Extrait source
:::::

Parmi toutes les formes de mépris, affichées ou dissimulées, de la France métropolitaine à l'égard des derniers lambeaux de son Empire colonial, il a été assigné aux Antilles françaises une vocation touristique « naturelle » et ce pour diverses raisons. D'abord les Antilles, par leur situation géographique, offrent un climat tropical, qui peut être prisé par des Français chlorotiques en période hivernale et cherchant donc soleil, plages, eau à 28 degrés, activités nautiques et autres. Ensuite, ces îles de la Caraïbe sont prétendument « exotiques », ce qui peut attirer la curiosité du touriste désireux d'échapper à la grisaille d'une France morose. Enfin, très probablement, à défaut de pouvoir gérer et produire dans leurs îles, ces bourriques de nègres doivent être capables de préparer un colombo de poulet, faire frire des accras de morue ou un thazard et de servir des rafraîchissements et surtout leur breuvage national, le traditionnel Ti-punch. Un seul mot d'ordre donc, relayé par les hommes politiques locaux, et je pense à la Martinique, il faut faire dans le tourisme, à défaut de faire autre chose tant il est évident qu'il n'y a rien d'autre à faire.
Alors à la Région, au Département on s'empoigne sur « l'attractivité touristique de la Martinique ». Louis Boutrin parle de l'attractivité de la Pelée. Raphaël Confiant, qui assure que le tourisme est en panne depuis 30 ans, réfute l'excuse du Chlordécone. Des projets naissent, golfs et sans doute bien d'autres.

:::::

Jeu de données
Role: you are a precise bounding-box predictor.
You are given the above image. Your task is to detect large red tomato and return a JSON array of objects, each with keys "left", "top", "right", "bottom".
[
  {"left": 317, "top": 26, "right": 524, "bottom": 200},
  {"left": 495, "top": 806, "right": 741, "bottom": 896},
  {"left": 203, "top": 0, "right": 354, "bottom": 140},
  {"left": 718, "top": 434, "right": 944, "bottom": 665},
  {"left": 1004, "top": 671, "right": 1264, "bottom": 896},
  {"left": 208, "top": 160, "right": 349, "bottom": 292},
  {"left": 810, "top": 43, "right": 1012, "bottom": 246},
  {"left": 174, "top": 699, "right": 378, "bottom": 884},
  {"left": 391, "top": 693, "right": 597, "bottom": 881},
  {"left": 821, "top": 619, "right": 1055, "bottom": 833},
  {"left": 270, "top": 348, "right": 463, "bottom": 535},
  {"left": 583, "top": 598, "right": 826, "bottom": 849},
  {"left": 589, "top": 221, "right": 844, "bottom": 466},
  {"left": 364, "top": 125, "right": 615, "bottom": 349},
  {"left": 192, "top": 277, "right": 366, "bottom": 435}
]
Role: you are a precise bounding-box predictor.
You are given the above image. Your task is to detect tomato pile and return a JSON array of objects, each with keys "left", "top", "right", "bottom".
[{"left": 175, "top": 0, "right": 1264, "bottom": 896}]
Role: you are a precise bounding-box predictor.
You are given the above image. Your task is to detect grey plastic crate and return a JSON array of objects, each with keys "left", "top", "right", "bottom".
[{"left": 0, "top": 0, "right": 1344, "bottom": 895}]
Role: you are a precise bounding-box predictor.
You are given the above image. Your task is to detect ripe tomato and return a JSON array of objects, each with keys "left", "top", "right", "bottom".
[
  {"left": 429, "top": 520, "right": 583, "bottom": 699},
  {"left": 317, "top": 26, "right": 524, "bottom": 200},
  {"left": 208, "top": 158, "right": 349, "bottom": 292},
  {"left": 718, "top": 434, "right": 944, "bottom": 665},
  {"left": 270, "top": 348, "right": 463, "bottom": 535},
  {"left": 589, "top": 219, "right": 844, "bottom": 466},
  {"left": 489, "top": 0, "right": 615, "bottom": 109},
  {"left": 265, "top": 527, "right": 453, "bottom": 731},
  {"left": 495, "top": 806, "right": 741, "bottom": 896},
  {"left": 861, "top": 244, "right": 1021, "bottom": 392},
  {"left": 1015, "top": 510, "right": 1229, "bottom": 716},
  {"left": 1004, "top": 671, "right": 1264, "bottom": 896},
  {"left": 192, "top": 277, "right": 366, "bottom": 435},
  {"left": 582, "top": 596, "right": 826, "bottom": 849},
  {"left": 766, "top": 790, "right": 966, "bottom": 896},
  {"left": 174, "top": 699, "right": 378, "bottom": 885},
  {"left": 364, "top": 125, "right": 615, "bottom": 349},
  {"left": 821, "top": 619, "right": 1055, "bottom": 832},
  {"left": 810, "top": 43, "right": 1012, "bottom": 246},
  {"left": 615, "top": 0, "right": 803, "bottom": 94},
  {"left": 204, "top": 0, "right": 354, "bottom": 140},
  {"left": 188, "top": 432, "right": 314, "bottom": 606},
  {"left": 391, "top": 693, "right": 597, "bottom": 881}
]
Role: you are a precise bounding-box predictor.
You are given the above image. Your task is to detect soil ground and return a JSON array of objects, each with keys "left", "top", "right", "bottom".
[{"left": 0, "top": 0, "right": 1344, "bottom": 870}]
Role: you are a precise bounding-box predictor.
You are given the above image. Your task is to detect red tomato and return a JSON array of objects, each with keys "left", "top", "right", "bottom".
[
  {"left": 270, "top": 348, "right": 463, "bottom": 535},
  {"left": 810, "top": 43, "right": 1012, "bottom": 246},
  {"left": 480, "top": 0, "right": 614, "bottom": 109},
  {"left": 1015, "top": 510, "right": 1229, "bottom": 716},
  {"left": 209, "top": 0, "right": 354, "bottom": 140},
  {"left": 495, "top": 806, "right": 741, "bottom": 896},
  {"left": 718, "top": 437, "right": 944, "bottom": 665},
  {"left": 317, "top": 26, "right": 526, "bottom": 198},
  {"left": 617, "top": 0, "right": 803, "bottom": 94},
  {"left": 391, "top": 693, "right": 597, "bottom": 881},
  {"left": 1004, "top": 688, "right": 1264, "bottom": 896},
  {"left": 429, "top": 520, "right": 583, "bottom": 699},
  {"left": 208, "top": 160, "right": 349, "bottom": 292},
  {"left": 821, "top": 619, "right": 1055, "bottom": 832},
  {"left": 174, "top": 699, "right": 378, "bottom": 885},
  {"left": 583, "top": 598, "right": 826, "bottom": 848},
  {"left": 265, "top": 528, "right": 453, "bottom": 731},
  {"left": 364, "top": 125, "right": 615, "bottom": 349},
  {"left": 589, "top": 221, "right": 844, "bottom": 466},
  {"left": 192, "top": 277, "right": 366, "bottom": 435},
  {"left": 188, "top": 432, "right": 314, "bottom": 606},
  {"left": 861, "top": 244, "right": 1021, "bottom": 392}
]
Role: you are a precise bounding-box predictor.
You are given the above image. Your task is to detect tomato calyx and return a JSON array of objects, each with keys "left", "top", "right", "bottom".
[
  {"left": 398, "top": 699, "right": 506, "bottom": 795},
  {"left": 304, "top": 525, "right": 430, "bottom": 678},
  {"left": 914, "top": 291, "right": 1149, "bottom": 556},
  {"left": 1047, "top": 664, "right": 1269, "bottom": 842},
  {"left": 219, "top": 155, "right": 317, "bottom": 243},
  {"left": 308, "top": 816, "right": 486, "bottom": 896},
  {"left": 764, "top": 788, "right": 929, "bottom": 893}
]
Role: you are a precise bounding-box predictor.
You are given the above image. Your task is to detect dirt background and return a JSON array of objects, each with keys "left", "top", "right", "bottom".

:::::

Objectif
Énumérez les éléments que, selon l'extrait sur le tourisme aux Antilles, recherchent les Français en période hivernale. Le matériel ci-dessus provient d'une source distincte.

Résultat de l'exercice
Soleil, plages, eau à 28 degrés, activités nautiques.